• **EXCERPT TO READ**
╔══

Java Load from MySQL to Neo4J fails with undefined error - java.lang.Exception

Dear comunity,

when loading a good amount of datasets from a MySql Database into a Neo4J Database (batches of 300 000 entries with connected data) actually load works fine until roughly 4.5 mio connected nodes and then with the next batch fails with the following error (there is 30 more batches of 300000 connected datasets which each results in one or more connected nodes).

Database versions:
MySQL: 5.1.47
Neo4J: 3.5.2

Process as follows:

  1. loading data from nodes table to create main nodes
  2. create for each main node a set of connected subnodes from nodes_attributes table
  3. commit each 1000 datasets,

Logging:
129000:Committing and Reopening Neo4J-Transaction.
....................................................................................................
130000:Committing and Reopening Neo4J-Transaction.
....................................................................................................
131000:Committing and Reopening Neo4J-Transaction.
....................................................................................................
132000:Committing and Reopening Neo4J-Transaction.
.................................registerShutdownHook....about to close Graph DB

java.lang.Exception
	at eu.whitewolf2000.mysql.MySQLDataLoader$1.run(MySQLDataLoader.java:252)
java.lang.Exception
type
ENTITY
Rolling back Neo4J-Transaction.
This database is shutdown. - 132325
org.neo4j.graphdb.DatabaseShutdownException: This database is shutdown.
	at org.neo4j.kernel.impl.core.ThreadToStatementContextBridge.assertInUnterminatedTransaction(ThreadToStatementContextBridge.java:96)
	at org.neo4j.kernel.impl.core.ThreadToStatementContextBridge.getKernelTransactionBoundToThisThread(ThreadToStatementContextBridge.java:87)
	at org.neo4j.kernel.impl.factory.GraphDatabaseFacade.createNode(GraphDatabaseFacade.java:260)
	at eu.whitewolf2000.mysql.MySQLDataLoader.loadData(MySQLDataLoader.java:102)
	at eu.whitewolf2000.mysql.MySQLDataLoader.main(MySQLDataLoader.java:403)
Closing Neo4J-Transaction.
Tue Nov 19 05:19:49 CET 2019
Graph database closed.

The following Method is invoked by the calling main method:
MySQLDataLoader.java (class):

package eu.tester.sql (dummy)

import java.io.File;
import java.io.FileInputStream;
import java.io.IOException;
import java.io.InputStream;
import java.sql.Connection;
import java.sql.DriverManager;
import java.sql.PreparedStatement;
import java.sql.ResultSet;
import java.sql.ResultSetMetaData;
import java.sql.SQLException;
import java.sql.Statement;
import java.util.Date;
import java.util.Properties;

import org.neo4j.graphdb.GraphDatabaseService;
import org.neo4j.graphdb.Label;
import org.neo4j.graphdb.MultipleFoundException;
import org.neo4j.graphdb.Node;
import org.neo4j.graphdb.Relationship;
import org.neo4j.graphdb.RelationshipType;
import org.neo4j.graphdb.Transaction;
import org.neo4j.graphdb.factory.GraphDatabaseFactory;

...

╚══

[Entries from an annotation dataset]
╔══

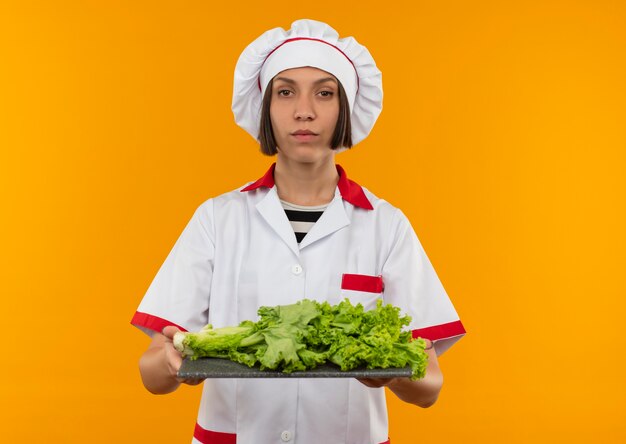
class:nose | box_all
[294,94,315,120]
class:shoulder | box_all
[190,182,258,220]
[361,186,410,229]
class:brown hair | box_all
[259,79,352,156]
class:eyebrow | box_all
[274,77,337,85]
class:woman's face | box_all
[270,67,339,163]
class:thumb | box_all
[162,325,181,339]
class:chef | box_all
[132,20,465,444]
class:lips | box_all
[291,130,317,136]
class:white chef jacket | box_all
[132,165,465,444]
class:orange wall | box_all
[0,0,626,444]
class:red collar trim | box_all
[241,163,374,210]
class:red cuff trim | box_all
[193,423,237,444]
[341,274,385,293]
[412,321,465,341]
[130,311,187,333]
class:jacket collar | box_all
[241,163,374,210]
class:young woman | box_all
[132,20,465,444]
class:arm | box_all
[139,326,202,395]
[359,340,443,408]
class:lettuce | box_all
[174,299,428,379]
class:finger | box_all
[178,378,204,385]
[162,325,180,339]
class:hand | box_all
[163,325,203,385]
[356,378,399,388]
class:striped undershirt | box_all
[280,199,328,243]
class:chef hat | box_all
[232,20,383,151]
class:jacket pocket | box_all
[341,273,385,310]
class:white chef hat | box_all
[232,20,383,151]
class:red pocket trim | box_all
[341,274,385,293]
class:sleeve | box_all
[382,210,465,355]
[131,200,215,335]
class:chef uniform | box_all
[132,20,465,444]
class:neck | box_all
[274,155,339,205]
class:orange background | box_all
[0,0,626,444]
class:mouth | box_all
[291,130,318,142]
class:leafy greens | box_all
[174,299,428,379]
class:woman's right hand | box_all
[163,325,204,385]
[139,326,202,394]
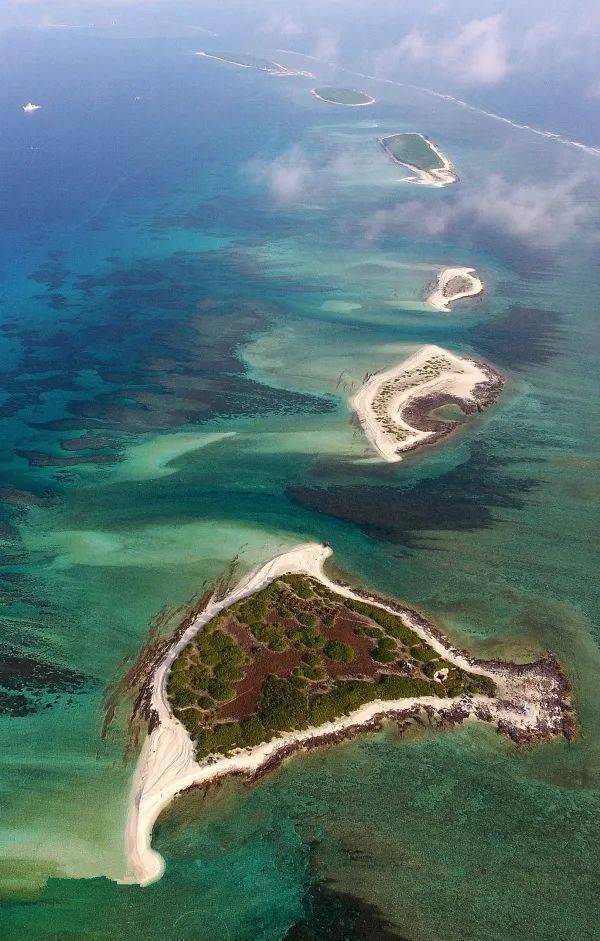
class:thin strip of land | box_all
[126,543,573,884]
[350,346,504,461]
[196,51,314,78]
[312,85,375,108]
[427,268,483,313]
[379,132,459,186]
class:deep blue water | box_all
[0,22,599,941]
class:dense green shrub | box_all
[325,640,356,663]
[371,636,398,663]
[410,642,439,663]
[290,627,325,649]
[259,675,308,731]
[280,575,313,598]
[214,661,244,683]
[344,598,418,645]
[240,716,271,748]
[298,611,318,627]
[206,677,235,702]
[236,591,269,624]
[249,623,287,651]
[302,650,324,667]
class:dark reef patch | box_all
[471,307,563,369]
[284,883,409,941]
[287,445,535,547]
[0,654,91,716]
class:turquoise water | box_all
[0,25,600,941]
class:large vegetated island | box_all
[167,574,495,759]
[379,132,459,186]
[126,543,573,884]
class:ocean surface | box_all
[0,30,600,941]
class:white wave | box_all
[277,49,600,157]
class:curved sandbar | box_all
[427,268,483,313]
[126,543,572,884]
[350,346,504,461]
[311,85,375,108]
[196,52,314,78]
[378,132,459,186]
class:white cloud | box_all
[247,145,314,207]
[585,79,600,99]
[256,10,304,39]
[365,175,591,248]
[312,29,339,62]
[376,14,509,85]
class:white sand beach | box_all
[350,346,503,461]
[378,134,460,187]
[124,543,564,885]
[427,268,483,313]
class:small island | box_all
[350,346,504,461]
[126,543,573,884]
[379,133,459,186]
[427,268,483,313]
[312,85,375,108]
[196,52,314,78]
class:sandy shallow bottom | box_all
[124,543,567,885]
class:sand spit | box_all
[125,543,572,885]
[377,134,460,187]
[196,51,315,78]
[310,88,375,108]
[427,268,483,313]
[350,346,504,461]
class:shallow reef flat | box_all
[127,543,573,884]
[427,268,483,313]
[312,85,375,108]
[196,51,314,78]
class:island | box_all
[196,52,314,78]
[126,543,573,884]
[427,268,483,313]
[312,85,375,108]
[379,133,459,186]
[350,345,504,461]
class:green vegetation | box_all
[167,575,495,759]
[313,85,373,106]
[325,640,356,663]
[381,134,444,170]
[209,52,286,72]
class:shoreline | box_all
[377,132,460,187]
[427,268,484,314]
[122,543,573,885]
[195,50,315,78]
[310,88,377,108]
[350,345,504,462]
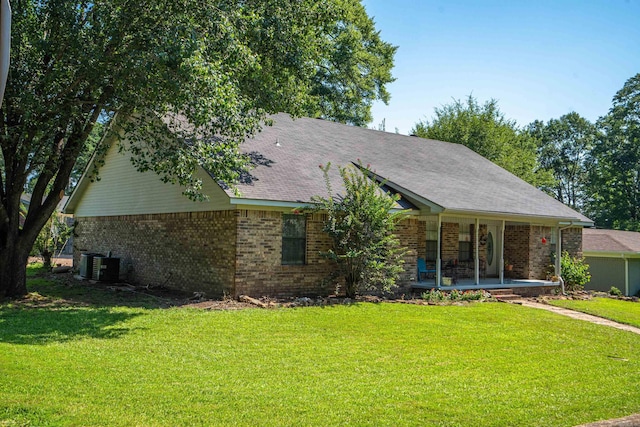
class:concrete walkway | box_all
[513,300,640,335]
[513,300,640,427]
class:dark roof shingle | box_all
[228,113,591,223]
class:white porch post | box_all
[473,218,480,285]
[436,214,442,287]
[498,220,505,285]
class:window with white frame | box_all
[282,215,307,265]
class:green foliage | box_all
[421,289,487,303]
[0,0,396,296]
[312,163,405,298]
[587,74,640,231]
[31,213,73,266]
[527,112,597,211]
[560,251,591,291]
[412,95,552,186]
[609,286,622,297]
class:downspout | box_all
[473,218,480,286]
[436,214,442,288]
[498,220,505,285]
[556,221,573,295]
[624,257,630,296]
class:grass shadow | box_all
[0,306,141,344]
[0,266,165,344]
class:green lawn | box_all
[0,270,640,426]
[549,298,640,328]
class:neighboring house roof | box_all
[582,228,640,253]
[226,113,591,224]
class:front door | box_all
[486,225,500,277]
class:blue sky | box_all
[363,0,640,134]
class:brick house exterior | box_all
[65,114,590,297]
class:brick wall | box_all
[562,227,582,257]
[527,226,553,279]
[504,225,552,279]
[235,210,336,297]
[74,210,424,297]
[74,211,236,297]
[395,218,427,285]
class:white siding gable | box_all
[74,144,231,217]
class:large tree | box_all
[586,74,640,231]
[0,0,395,297]
[528,112,597,211]
[412,95,551,187]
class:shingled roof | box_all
[582,228,640,253]
[226,113,591,224]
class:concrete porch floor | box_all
[411,277,560,291]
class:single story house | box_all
[66,113,592,297]
[583,228,640,296]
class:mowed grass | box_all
[549,298,640,328]
[0,270,640,426]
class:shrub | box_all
[312,163,406,298]
[422,289,485,302]
[560,251,591,291]
[609,286,622,297]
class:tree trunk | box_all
[0,250,29,298]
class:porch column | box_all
[473,218,480,285]
[436,214,442,287]
[498,220,505,285]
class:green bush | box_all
[560,251,591,291]
[312,163,406,298]
[422,289,485,302]
[609,286,622,297]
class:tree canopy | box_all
[412,95,551,187]
[0,0,396,297]
[527,112,597,211]
[586,74,640,231]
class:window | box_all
[282,215,307,265]
[458,224,473,261]
[425,221,438,262]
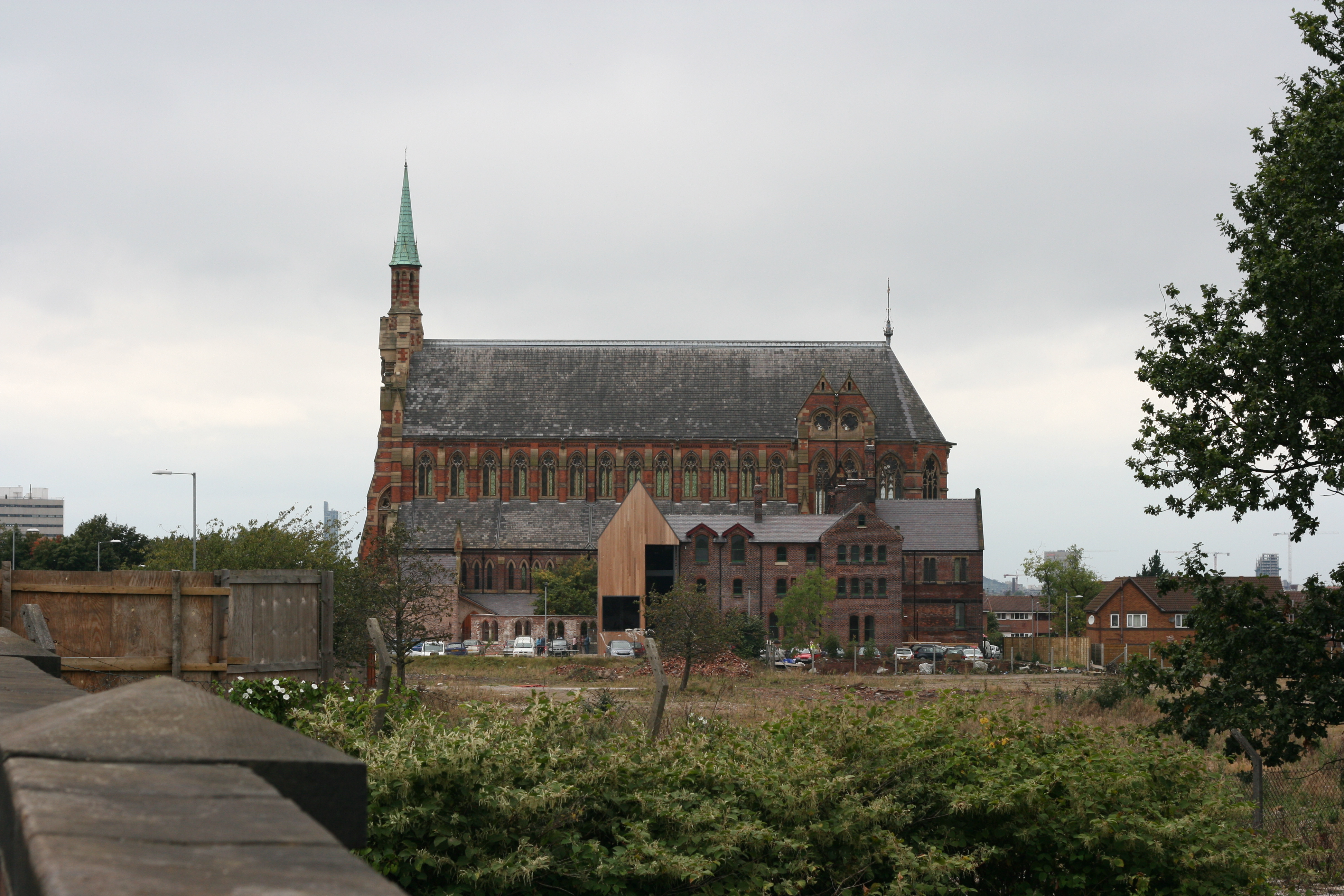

╚══

• **THE PROBLEM**
From the forum post about the MySQL-to-Neo4J load, rewrite the part that opens with the words containing "131000:Committing and Reopening" and closes with "132000:Committing and Reopening Neo4J-Transaction.", substituting "Renewing" for "Reopening". Work only from the forum post and nothing else.

• **RESPONSE**
131000:Committing and Renewing Neo4J-Transaction.
....................................................................................................
132000:Committing and Renewing Neo4J-Transaction.